Problem statement
Rewrite the records below with every occurrence of "pin" changed to "marker". Leave everything else unchanged.
═══
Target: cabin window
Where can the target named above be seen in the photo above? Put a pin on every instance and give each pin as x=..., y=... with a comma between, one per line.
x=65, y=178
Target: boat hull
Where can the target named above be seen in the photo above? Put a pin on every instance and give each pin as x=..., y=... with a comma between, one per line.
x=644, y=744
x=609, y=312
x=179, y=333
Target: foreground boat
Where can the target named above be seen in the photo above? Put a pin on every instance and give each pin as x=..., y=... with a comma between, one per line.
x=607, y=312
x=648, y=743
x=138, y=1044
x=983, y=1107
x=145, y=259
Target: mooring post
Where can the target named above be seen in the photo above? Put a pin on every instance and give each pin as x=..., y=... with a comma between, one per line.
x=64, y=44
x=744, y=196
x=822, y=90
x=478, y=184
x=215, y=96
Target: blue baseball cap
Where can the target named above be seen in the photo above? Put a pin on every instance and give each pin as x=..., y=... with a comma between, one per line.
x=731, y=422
═══
Task output
Target: cabin window
Where can the target named above be seen in the photo above? Put a marker on every instance and give each marker as x=..., y=... with a comma between, one per line.
x=65, y=178
Target: boat hull
Where can the target named above be seen in the photo above? Put a marker on every instance and give each marker as x=..., y=... with a comma between, one per line.
x=644, y=744
x=609, y=312
x=179, y=333
Target: foreground boat
Where can the target named above be seen in the photo above? Put a marker on every instance and give each marker as x=..., y=... with a comma between, one per line.
x=607, y=312
x=648, y=743
x=138, y=1044
x=983, y=1107
x=145, y=259
Target: mooring post
Where can the target named above be seen in the photo above? Put a marker on every instance and give each marker as x=..., y=... with a comma between, one per line.
x=64, y=44
x=744, y=196
x=822, y=90
x=478, y=184
x=215, y=96
Target: blue baseball cap
Where can the target named above be seen in the photo above? Put a marker on every instance and give each marker as x=..., y=... with a comma between, one per line.
x=731, y=422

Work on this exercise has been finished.